• _What to produce_
Copy the batch scoring wrapper page below word for word, from its title through the final line.

Batch scoring wrapper
Here is datarobot_batch_scoring script wrapper for batch-scoring
tool that follows the same syntax except (-y
and -n
). It will always
pass (Yes) answer for all underlying batch-scoring questions.
Wrapper takes dataset, shuffles it's rows and does two runs through the batch-scoring tool. If there would be some prediction results divergencies between these two runs, it will alert and produce merged prediction result in a format:
ref_id | predicted_x | predicted_y | diff | |
---|---|---|---|---|
Where:
- ref_id
- is an original dataset row number (passed to the wrapper script, unshuffled)
- predicted_x
- prediction result from the first shuffled attempt
- predicted_y
- prediction result from the second shuffled attempt
- diff
- predicted_x - predicted_y
In case the were no differences between predictions out.csv
produced. You will
also see a message like "First and second pass predictions matched". Otherwise
predictions & differences are saved into diverged.csv
file.
Usage
Activate some empty virtualenv
Manually install batch-scoring tool if you want to work with specific version. Otherwise latest version will be provided automatically
Run
pip install https://github.com/nimnull/batch_scoring_wrapper/archive/master.zip
. If everything went smooth you are ready to go now.Call:
wrap_scoring --user=someone@somewhere.com --api_token=token-token --host=http://localhost project_id model_id dataset_path
as you used to do with datarobot_batch_scoring

• _Dataset extract_
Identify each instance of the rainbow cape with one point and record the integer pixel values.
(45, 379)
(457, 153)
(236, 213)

• _Output for this exercise_
Batch scoring wrapper
Here is datarobot_batch_scoring script wrapper for batch-scoring
tool that follows the same syntax except (-y
and -n
). It will always
pass (Yes) answer for all underlying batch-scoring questions.
Wrapper takes dataset, shuffles it's rows and does two runs through the batch-scoring tool. If there would be some prediction results divergencies between these two runs, it will alert and produce merged prediction result in a format:
ref_id | predicted_x | predicted_y | diff | |
---|---|---|---|---|
Where:
- ref_id
- is an original dataset row number (passed to the wrapper script, unshuffled)
- predicted_x
- prediction result from the first shuffled attempt
- predicted_y
- prediction result from the second shuffled attempt
- diff
- predicted_x - predicted_y
In case the were no differences between predictions out.csv
produced. You will
also see a message like "First and second pass predictions matched". Otherwise
predictions & differences are saved into diverged.csv
file.
Usage
Activate some empty virtualenv
Manually install batch-scoring tool if you want to work with specific version. Otherwise latest version will be provided automatically
Run
pip install https://github.com/nimnull/batch_scoring_wrapper/archive/master.zip
. If everything went smooth you are ready to go now.Call:
wrap_scoring --user=someone@somewhere.com --api_token=token-token --host=http://localhost project_id model_id dataset_path
as you used to do with datarobot_batch_scoring